[Begin Passage provided]
You can install the Kafka schema registry in two ways: installing and setting up a schema registry on the existing Apache Kafka Environment or installing the Confluent Platform package that includes the Kafka schema registry by default.

In the below steps, you will learn both ways of installing and configuring the Kafka schema registry.

Installing Schema Registry with Existing Kafka Setup

  • Before installing a Kafka schema registry with your existing Kafka environment, you need to start the Kafka and Zookeeper instances. You have to also make sure that the Java 8+ version is pre-installed and running on your local machine because Kafka needs the latest Java environment to work properly. 
  • Further, set up the Java_Home environment variables and file path to enable your operating system to point towards the Java utilities, making Apache Kafka compatible with JRE (Java Runtime Environment).
[End Passage provided]
Complete the following |
1: Repeat the part of the Kafka schema registry passage starting with "In the below" and going on through "(Java Runtime Environment).".
2: According to the Kafka schema registry passage, which Java version has to be installed and running on the local machine?
3: For each statement, say yes or no to whether it agrees with the Kafka schema registry passage, and quote the words that decide it. (a) The Confluent Platform package comes with the Kafka schema registry by default. (b) Zookeeper should be stopped before you add a schema registry to an existing Kafka environment. (c) The Java_Home environment variables need to be set up.
The data that comes next isn't needed.
[Begin Stored records]
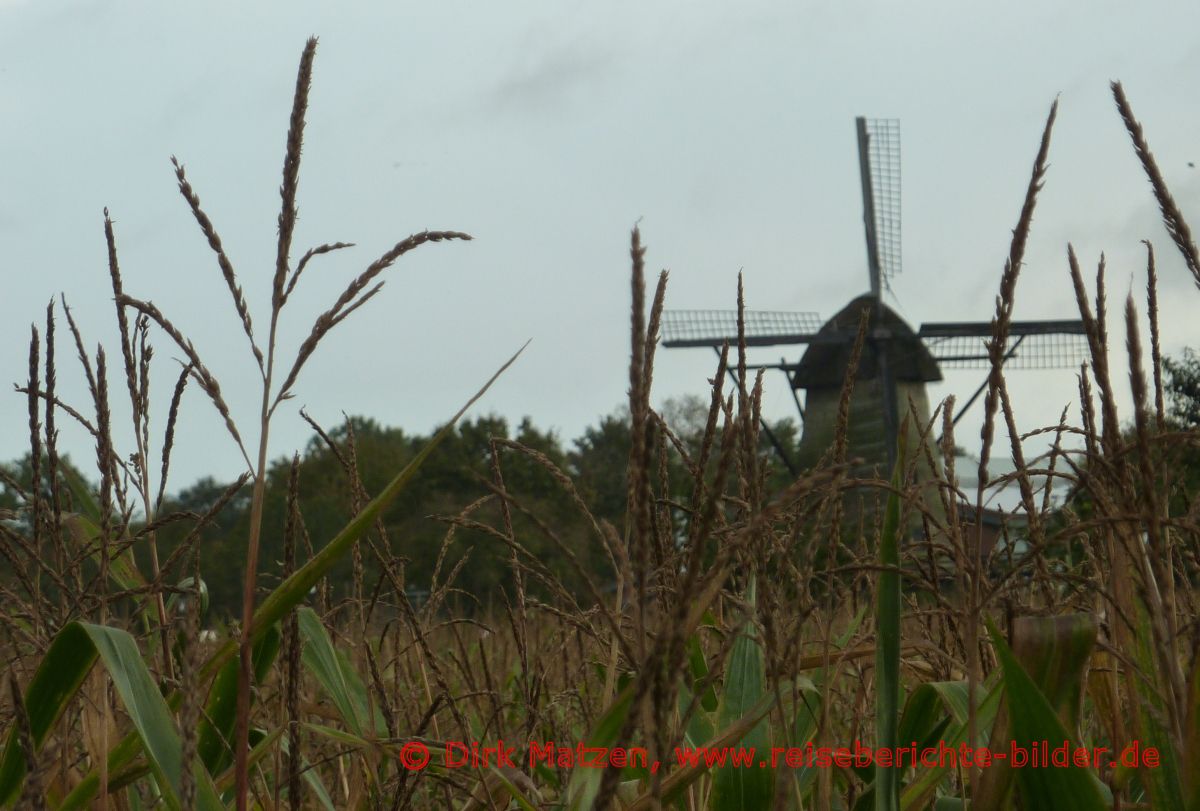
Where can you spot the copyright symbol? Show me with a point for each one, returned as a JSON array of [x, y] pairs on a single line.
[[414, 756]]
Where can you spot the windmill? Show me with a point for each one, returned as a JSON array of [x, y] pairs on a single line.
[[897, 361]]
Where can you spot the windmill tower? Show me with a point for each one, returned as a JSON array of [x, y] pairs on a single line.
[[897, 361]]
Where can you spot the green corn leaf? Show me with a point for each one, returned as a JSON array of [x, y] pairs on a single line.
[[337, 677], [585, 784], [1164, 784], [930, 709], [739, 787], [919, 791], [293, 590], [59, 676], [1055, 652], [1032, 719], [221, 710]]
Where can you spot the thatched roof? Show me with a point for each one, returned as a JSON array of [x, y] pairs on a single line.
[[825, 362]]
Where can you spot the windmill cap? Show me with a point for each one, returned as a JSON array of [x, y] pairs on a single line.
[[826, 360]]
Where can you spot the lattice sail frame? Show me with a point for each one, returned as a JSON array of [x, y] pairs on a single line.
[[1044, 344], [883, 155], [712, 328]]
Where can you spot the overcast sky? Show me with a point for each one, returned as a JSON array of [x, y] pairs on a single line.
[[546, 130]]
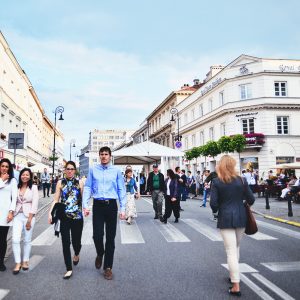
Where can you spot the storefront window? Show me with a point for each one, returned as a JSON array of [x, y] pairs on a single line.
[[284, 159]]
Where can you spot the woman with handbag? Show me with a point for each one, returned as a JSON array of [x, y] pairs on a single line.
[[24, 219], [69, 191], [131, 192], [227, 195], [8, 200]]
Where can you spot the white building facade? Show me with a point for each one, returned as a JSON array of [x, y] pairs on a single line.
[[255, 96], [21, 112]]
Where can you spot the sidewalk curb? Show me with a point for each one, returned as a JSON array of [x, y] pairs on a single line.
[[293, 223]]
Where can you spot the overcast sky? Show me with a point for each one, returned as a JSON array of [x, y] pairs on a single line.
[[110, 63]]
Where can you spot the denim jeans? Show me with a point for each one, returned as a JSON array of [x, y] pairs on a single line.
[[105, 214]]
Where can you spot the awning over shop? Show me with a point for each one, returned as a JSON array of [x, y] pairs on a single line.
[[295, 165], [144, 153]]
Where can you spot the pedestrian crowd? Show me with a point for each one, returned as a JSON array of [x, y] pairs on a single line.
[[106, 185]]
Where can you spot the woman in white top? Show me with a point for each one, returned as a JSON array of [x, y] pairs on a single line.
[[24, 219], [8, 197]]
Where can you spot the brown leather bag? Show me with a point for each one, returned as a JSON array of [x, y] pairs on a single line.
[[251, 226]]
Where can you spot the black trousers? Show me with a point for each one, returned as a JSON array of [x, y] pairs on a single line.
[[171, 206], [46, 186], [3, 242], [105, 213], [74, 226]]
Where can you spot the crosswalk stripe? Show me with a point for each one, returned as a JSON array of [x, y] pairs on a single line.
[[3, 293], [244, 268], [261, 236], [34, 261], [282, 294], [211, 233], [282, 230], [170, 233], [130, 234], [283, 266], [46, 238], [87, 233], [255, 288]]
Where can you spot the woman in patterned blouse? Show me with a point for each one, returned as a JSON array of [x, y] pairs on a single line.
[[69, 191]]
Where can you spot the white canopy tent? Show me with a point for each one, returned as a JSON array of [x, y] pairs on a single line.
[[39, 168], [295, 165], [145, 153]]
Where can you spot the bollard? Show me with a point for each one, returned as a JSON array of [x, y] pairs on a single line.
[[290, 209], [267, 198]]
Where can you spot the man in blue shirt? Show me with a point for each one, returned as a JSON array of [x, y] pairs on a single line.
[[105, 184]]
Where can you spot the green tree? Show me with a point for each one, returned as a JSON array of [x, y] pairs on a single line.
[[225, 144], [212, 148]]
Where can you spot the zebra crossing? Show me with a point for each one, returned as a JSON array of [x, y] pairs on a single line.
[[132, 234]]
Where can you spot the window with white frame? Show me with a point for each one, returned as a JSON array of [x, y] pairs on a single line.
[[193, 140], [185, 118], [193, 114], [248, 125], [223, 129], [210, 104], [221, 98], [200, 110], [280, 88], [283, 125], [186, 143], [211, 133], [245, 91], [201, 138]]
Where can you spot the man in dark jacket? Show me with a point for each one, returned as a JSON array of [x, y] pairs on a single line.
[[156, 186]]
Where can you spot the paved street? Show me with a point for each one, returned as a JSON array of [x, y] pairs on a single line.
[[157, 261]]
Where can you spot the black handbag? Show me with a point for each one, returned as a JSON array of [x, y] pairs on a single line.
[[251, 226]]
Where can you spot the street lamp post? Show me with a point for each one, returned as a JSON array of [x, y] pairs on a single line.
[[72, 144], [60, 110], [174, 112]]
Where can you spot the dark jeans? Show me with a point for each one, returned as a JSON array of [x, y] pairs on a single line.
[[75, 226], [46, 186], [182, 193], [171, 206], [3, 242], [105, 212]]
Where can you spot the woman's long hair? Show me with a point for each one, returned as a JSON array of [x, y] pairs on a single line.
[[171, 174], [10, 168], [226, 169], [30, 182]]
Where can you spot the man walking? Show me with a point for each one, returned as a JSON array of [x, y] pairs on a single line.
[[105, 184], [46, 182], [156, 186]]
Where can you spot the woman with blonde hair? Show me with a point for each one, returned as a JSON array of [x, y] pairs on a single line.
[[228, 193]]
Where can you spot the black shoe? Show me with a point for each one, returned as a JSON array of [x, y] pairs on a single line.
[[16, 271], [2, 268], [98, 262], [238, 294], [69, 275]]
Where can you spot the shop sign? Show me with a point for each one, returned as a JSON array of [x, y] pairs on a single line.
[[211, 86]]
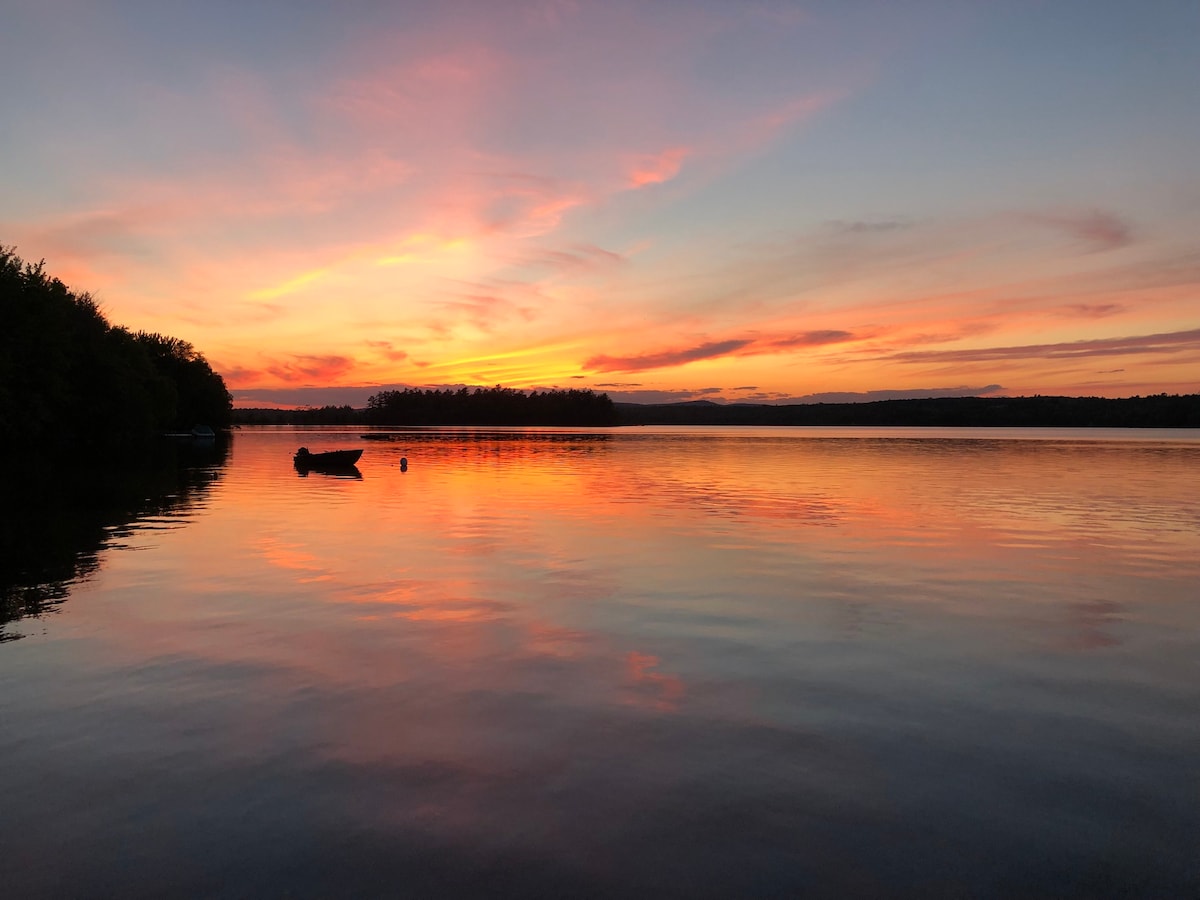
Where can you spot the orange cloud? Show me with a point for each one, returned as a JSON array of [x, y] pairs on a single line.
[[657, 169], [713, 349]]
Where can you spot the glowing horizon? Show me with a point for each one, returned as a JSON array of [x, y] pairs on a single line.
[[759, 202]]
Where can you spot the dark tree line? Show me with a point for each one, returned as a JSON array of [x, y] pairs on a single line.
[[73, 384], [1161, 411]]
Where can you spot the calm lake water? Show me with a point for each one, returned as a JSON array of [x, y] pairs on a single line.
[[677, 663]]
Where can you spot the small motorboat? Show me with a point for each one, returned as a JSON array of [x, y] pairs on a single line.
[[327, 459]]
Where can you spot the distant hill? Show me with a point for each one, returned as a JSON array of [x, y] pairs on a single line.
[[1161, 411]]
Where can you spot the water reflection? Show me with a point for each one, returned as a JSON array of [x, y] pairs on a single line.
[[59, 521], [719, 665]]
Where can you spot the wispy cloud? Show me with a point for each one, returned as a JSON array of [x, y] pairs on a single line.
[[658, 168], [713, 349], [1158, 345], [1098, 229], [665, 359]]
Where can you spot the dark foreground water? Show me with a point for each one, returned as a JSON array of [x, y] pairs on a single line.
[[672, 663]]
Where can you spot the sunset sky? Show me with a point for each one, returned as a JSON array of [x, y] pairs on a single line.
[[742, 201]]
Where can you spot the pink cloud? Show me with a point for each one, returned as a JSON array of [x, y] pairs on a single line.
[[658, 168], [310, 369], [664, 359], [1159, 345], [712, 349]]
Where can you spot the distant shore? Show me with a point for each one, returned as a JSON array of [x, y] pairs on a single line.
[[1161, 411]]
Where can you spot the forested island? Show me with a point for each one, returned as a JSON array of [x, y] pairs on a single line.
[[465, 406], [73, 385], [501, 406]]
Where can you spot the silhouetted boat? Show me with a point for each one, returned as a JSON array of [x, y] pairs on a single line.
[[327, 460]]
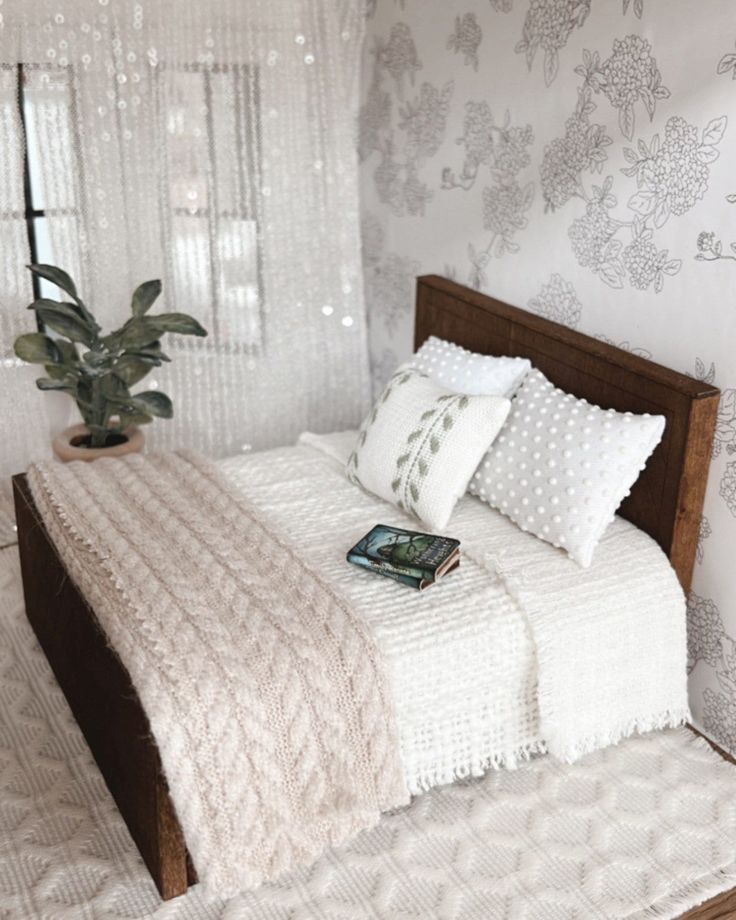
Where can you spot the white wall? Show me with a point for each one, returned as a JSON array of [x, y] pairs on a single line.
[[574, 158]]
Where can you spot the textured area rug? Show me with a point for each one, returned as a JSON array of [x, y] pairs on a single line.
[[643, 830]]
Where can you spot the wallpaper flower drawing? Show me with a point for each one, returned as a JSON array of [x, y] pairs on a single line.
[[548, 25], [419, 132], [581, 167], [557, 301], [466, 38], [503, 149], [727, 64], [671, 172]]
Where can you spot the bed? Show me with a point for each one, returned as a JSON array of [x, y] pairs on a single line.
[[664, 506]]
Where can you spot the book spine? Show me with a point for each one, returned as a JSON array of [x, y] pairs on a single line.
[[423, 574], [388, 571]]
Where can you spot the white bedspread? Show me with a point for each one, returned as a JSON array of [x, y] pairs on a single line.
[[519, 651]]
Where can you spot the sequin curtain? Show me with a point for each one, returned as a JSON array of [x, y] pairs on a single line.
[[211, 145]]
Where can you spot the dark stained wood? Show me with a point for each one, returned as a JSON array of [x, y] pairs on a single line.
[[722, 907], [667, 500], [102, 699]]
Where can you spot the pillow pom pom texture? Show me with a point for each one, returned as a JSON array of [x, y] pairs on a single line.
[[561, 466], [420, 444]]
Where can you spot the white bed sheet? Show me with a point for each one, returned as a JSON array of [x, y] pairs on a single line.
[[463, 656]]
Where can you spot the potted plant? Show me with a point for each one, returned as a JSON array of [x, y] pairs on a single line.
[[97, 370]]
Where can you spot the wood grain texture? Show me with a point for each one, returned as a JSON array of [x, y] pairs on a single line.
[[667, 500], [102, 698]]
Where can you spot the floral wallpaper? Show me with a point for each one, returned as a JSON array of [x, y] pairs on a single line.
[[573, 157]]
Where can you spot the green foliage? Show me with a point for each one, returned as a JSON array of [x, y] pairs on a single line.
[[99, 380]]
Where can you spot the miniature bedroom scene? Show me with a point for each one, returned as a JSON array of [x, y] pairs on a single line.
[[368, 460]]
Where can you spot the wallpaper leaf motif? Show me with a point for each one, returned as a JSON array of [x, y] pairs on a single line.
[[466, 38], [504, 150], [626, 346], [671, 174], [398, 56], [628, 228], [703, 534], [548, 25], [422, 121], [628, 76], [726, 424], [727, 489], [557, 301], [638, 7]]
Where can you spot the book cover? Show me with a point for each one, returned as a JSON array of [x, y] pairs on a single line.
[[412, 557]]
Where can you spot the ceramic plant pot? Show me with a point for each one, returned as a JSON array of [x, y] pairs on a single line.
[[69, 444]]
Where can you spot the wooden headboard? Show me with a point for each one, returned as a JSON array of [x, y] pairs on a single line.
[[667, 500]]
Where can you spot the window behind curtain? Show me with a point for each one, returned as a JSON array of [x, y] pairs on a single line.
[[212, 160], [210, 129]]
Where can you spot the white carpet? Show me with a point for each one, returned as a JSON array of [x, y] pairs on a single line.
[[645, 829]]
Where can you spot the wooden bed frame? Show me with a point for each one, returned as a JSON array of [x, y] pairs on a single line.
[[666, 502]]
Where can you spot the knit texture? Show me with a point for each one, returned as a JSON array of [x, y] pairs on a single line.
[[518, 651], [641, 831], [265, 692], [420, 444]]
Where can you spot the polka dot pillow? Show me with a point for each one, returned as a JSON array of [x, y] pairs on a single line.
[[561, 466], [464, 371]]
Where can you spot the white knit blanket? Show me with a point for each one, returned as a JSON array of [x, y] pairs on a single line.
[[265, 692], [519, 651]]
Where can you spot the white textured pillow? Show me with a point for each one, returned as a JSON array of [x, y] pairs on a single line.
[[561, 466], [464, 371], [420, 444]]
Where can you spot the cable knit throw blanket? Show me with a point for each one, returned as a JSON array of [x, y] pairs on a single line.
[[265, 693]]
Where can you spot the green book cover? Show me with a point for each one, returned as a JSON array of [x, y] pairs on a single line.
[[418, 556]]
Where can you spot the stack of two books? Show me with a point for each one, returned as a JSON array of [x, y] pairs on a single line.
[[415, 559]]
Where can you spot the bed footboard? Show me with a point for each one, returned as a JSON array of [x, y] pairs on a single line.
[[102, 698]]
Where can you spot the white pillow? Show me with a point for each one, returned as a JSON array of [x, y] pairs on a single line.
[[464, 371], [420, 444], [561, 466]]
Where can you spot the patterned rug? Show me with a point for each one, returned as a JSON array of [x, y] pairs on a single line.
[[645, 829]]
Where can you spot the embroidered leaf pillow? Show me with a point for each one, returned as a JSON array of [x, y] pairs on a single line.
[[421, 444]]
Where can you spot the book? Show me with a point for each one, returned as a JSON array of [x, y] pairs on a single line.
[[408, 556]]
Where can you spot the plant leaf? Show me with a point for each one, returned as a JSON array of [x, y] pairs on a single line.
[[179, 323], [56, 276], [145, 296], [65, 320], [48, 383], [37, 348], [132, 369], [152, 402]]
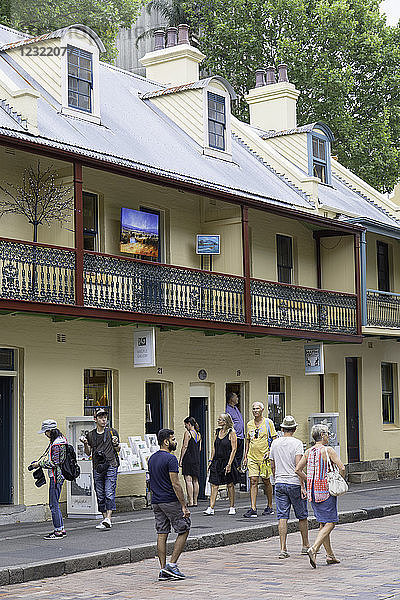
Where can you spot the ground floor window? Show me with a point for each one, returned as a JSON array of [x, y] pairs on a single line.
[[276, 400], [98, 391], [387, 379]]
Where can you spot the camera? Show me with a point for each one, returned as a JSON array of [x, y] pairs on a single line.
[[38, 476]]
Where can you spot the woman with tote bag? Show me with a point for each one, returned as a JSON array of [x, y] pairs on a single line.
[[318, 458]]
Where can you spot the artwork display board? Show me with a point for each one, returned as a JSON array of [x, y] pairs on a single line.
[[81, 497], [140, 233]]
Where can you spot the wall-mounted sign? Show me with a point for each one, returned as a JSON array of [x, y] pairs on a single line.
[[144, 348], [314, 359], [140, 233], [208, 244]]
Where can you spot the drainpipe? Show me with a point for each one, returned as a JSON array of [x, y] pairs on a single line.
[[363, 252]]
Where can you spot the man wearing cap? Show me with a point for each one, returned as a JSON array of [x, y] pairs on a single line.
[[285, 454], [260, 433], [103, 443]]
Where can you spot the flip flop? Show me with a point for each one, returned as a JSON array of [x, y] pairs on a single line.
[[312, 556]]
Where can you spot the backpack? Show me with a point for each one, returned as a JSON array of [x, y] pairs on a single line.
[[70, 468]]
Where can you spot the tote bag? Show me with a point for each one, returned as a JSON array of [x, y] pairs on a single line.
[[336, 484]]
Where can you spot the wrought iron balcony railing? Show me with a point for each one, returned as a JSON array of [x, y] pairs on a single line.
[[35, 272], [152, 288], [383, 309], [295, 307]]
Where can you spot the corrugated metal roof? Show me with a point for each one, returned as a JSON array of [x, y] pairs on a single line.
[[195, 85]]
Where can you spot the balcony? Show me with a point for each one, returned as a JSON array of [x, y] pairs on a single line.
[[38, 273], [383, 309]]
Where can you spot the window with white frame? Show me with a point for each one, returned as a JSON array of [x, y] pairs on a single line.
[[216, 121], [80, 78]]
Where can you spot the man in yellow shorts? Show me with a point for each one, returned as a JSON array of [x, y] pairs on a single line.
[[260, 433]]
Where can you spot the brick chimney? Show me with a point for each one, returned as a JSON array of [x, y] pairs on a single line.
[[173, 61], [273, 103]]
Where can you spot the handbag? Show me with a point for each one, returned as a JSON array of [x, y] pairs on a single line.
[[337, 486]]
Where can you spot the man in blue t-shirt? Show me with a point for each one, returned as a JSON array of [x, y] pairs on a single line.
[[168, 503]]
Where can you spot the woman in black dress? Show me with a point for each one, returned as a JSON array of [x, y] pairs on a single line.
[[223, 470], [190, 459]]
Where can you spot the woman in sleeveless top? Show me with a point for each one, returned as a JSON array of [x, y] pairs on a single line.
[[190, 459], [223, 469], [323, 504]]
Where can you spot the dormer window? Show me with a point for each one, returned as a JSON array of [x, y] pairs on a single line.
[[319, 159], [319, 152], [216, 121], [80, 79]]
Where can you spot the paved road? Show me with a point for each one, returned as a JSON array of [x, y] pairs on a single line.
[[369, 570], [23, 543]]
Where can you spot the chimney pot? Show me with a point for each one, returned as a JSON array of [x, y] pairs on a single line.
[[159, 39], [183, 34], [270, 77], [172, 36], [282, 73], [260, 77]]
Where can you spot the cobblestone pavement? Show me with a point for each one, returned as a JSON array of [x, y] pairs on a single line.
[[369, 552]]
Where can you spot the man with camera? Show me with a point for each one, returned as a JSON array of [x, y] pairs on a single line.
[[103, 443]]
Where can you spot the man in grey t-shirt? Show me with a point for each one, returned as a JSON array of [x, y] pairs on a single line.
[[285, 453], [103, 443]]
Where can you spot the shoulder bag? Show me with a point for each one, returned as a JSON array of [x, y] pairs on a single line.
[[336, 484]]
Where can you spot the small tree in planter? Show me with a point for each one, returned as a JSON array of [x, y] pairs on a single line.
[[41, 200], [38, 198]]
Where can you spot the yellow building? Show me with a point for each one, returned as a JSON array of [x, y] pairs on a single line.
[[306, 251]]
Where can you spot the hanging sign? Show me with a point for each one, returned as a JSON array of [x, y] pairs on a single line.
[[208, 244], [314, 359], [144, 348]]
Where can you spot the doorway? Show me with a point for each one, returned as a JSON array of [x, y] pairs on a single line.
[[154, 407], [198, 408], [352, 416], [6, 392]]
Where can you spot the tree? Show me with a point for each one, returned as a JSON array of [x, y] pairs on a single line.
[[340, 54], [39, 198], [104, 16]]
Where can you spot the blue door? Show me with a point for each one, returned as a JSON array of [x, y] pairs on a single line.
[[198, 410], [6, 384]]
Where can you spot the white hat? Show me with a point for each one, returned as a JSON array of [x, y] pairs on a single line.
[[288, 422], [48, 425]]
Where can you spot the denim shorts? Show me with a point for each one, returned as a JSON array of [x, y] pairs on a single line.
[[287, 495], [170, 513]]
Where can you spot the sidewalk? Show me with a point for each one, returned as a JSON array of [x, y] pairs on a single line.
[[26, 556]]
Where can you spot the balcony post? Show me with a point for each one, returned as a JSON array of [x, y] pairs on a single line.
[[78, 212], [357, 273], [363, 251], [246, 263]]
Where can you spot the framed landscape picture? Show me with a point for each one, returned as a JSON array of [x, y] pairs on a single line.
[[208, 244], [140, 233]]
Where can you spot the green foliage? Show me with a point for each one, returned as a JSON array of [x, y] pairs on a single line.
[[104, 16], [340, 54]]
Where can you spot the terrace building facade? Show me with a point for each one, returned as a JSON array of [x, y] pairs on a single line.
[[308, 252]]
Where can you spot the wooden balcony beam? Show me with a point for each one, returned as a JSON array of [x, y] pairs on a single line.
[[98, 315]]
[End Stored records]
Task responses |
1:
In the below steps, you will learn both ways of installing and configuring the Kafka schema registry.

Installing Schema Registry with Existing Kafka Setup

  • Before installing a Kafka schema registry with your existing Kafka environment, you need to start the Kafka and Zookeeper instances. You have to also make sure that the Java 8+ version is pre-installed and running on your local machine because Kafka needs the latest Java environment to work properly. 
  • Further, set up the Java_Home environment variables and file path to enable your operating system to point towards the Java utilities, making Apache Kafka compatible with JRE (Java Runtime Environment).

2: Java 8+.

3:
(a) Yes: "installing the Confluent Platform package that includes the Kafka schema registry by default"
(b) No: "you need to start the Kafka and Zookeeper instances"
(c) Yes: "set up the Java_Home environment variables and file path"